**УСЛОВИЕ ЗАДАЧИ 1**:
Ответьте по отрывку на вопросы:
(а) Что, по словам Голикова, сможет сделать каждый, кто служит у Антонова, когда введут «прощеные дни»?
(б) На территории какой губернии постановление является законом?
(в) За сколько лет, считая с 1914 года, Россия потеряла самых молодых и здоровых людей?
**УСЛОВИЕ ЗАДАЧИ 2**: Какие строки записей содержат слово «garlic»? Сообщите их, переписав каждую целиком.

Текст книги "Аркадий Гайдар. Мишень для газетных киллеров"
Автор книги: Борис Камов
сообщить о нарушении
Текущая страница: 22 (всего у книги 32 страниц)
– Это в каком же смысле «кончится»? – внезапно осевшим голосом спросил хозяин.
– Есть решение Москвы: опять вводятся «прощеные дни» по самой полной форме. Каждый, кто служит у Антонова, сможет выйти из леса, сдать винтовку – и его тут же отпустят домой. Думаю, что в лесу после этого пожелают остаться немногие.
– И которые выйдут, их не станут судить? – с ехидцей в голосе произнес хозяин.
– День потому и называют «прощеным», что государство в этот день всех полностью прощает…
– Послушай, парень, а ты, случаем, не врешь?! – рассердился хозяин. – Люди, скажем, тебе поверят, выйдут, а твои начальники поставят их к стенке!
– Как вы смеете?! – вскочил Николай.
– Боец Кондратьев, сядьте на место и запомните: любой человек имеет право задать любой вопрос. – Голиков обернулся к хозяину: – Извините, ваше имя-отчество?.. Так вот, Фаддеи Кондратьевич, новое постановление о «прощеных днях» опубликовано. В это постановление внесены новые условия. Оно позволяет людям выходить из леса, ничего не опасаясь. Постановление является законом на территории всей Тамбовской губернии. Начальник, который его нарушит, понесет самое суровое наказание – вплоть до расстрела. Ребята, – обратился он к красноармейцам, – осталась у вас хоть одна листовка?
Голикову протянули вчетверо сложенный лист. Он развернул и передал хозяину.
– Мне про такие листки говорили, – сказал хозяин, прочитав. – Но как можно этому верить? Людей обманывали много раз.
– Нет здесь хитрости, – резко ответил Голиков. – Мы никогда не простим Антонову или Матюхину то, что они затеяли. Но вы же сами сказали: большинство ни в чем не виновато. И Москва готова простить даже тех, кто виноват, чтобы вернулись домой попавшие в лес по ошибке. Посчитайте, сколько Россия потеряла самых молодых и здоровых людей с 1914 года – за семь лет. Республика нуждается в работниках. Ей нужны люди, которые бы трудились и растили детей. Поэтому, если у вас в лесу есть знакомые или просто кто спросит, смело отвечайте: «Выходите и ничего не бойтесь!»

**ИСХОДНЫЕ ДАННЫЕ**:
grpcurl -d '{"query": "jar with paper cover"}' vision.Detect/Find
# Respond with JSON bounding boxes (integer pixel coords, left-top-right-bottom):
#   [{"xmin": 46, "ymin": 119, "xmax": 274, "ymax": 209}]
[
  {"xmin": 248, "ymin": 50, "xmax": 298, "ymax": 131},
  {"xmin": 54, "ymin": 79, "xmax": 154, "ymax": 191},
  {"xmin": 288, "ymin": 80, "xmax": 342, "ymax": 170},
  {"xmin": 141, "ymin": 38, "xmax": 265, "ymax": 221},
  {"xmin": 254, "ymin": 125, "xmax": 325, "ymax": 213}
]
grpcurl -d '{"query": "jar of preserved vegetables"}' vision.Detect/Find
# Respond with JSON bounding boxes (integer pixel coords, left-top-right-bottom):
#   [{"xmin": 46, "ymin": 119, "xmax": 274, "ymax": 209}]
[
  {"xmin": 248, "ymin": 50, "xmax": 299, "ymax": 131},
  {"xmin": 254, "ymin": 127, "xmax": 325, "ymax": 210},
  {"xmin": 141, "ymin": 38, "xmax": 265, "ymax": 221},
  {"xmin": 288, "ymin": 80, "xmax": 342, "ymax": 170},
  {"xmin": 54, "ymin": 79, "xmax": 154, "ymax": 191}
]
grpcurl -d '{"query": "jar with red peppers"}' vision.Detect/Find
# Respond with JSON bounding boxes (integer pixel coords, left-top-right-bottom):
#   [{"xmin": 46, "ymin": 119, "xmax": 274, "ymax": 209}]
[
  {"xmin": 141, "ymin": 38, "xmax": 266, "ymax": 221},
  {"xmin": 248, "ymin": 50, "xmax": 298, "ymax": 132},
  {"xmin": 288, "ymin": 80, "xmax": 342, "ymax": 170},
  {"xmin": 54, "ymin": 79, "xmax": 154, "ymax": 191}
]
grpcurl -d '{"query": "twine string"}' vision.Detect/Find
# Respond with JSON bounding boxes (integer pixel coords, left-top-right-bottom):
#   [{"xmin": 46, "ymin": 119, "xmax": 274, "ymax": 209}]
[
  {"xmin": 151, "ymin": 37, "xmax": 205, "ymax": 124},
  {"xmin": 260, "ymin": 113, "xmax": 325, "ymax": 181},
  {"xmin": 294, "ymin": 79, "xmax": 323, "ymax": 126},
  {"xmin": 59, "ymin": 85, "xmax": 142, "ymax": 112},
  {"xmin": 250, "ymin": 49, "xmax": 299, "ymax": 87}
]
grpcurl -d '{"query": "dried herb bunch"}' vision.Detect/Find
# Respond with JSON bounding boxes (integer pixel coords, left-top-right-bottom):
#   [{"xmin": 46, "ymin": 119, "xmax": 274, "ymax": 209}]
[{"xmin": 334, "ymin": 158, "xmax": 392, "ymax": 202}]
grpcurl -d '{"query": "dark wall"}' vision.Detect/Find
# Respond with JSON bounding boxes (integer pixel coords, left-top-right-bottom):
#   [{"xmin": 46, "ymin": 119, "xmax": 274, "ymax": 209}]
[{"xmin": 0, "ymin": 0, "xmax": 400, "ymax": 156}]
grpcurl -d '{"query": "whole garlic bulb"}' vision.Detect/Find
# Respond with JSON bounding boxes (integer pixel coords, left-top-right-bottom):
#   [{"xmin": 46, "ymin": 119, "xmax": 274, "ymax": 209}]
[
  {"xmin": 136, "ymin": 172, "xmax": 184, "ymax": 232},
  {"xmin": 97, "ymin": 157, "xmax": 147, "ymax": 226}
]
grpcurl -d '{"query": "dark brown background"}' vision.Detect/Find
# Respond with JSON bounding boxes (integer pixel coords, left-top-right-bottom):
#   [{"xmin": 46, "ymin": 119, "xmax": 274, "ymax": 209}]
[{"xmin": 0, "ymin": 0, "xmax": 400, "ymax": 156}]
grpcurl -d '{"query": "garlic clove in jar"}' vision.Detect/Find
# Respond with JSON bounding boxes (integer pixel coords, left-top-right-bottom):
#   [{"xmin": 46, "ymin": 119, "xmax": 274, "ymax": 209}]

**ПИСЬМЕННЫЙ ОТВЕТ 1**:
(а) Выйти из леса и сдать винтовку, после чего его тут же отпустят домой.
(б) Тамбовской губернии.
(в) За семь лет.

**ПИСЬМЕННЫЙ ОТВЕТ 2**:
grpcurl -d '{"query": "whole garlic bulb"}' vision.Detect/Find
grpcurl -d '{"query": "garlic clove in jar"}' vision.Detect/Find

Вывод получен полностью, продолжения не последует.